* _DIRECTIONS_: Rewrite the entries with every instance of "white" changed to "gray" and nothing else altered. Leave out the pictures.

* _RECORDED DATA_:
........
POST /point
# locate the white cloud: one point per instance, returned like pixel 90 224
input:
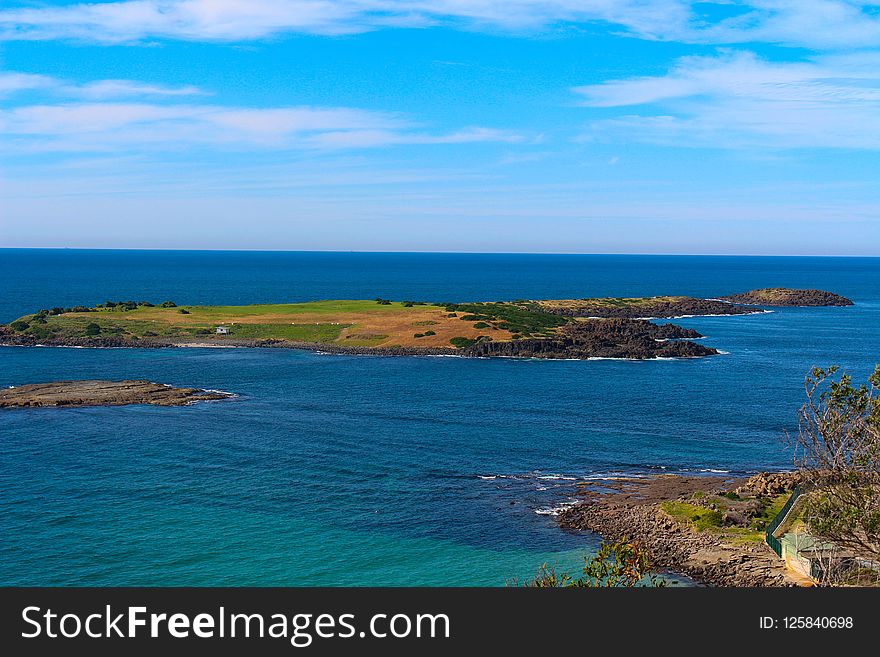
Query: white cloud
pixel 232 20
pixel 12 82
pixel 811 23
pixel 737 100
pixel 102 127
........
* _WRITTEN RESPONSE_:
POST /point
# locate the gray cloud: one point per instance, returned like pixel 90 224
input:
Query: gray cloud
pixel 232 20
pixel 12 82
pixel 811 23
pixel 737 100
pixel 102 127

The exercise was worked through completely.